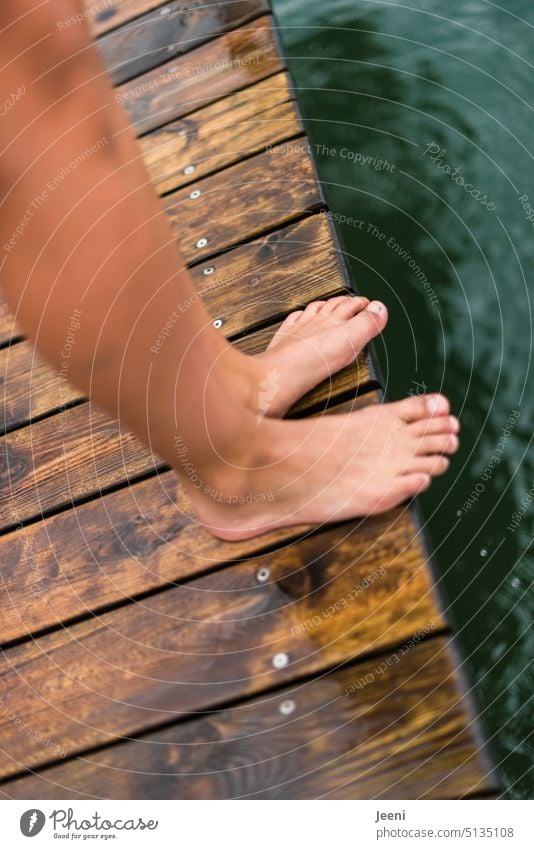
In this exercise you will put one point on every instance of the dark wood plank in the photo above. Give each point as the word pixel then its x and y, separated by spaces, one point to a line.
pixel 73 454
pixel 111 549
pixel 31 387
pixel 105 15
pixel 264 280
pixel 405 735
pixel 79 452
pixel 231 62
pixel 215 639
pixel 170 31
pixel 242 201
pixel 221 134
pixel 253 284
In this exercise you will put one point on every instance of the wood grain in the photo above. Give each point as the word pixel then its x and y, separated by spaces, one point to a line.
pixel 113 548
pixel 404 735
pixel 79 452
pixel 221 134
pixel 251 285
pixel 198 645
pixel 231 62
pixel 242 201
pixel 105 15
pixel 170 31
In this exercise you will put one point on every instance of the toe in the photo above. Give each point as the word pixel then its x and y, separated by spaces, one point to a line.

BRIEF: Convert the lines of every item above into a Markdown table with the columns Row and Line. Put a row number in Row and the line itself in Line, leave out blank lines, and omit the pictures.

OUTPUT:
| Row | Line |
|---|---|
| 1 | In this exercise you will put one point on every instance of the dark wood plank in the photo above. Give each point as the word pixel then its x and y, separated by spaces, one point to a line. |
| 2 | pixel 73 454 |
| 3 | pixel 111 549 |
| 4 | pixel 31 387 |
| 5 | pixel 105 15 |
| 6 | pixel 264 280 |
| 7 | pixel 405 735 |
| 8 | pixel 79 452 |
| 9 | pixel 231 62 |
| 10 | pixel 215 639 |
| 11 | pixel 170 31 |
| 12 | pixel 242 201 |
| 13 | pixel 221 134 |
| 14 | pixel 253 284 |
| 15 | In this exercise you will put one point on every instance of the wood grain in the photo above. Give each point as the word pixel then its x and y, separated by spaces, one point to a line. |
| 16 | pixel 113 548 |
| 17 | pixel 404 735 |
| 18 | pixel 79 452 |
| 19 | pixel 221 134 |
| 20 | pixel 251 285 |
| 21 | pixel 198 645 |
| 22 | pixel 231 62 |
| 23 | pixel 242 201 |
| 24 | pixel 105 15 |
| 25 | pixel 170 31 |
| 26 | In this exercise you will put one point on every instance of the toe in the photo above. Give each point as the word pixel then its x and y, separated by spaces, one point to a line. |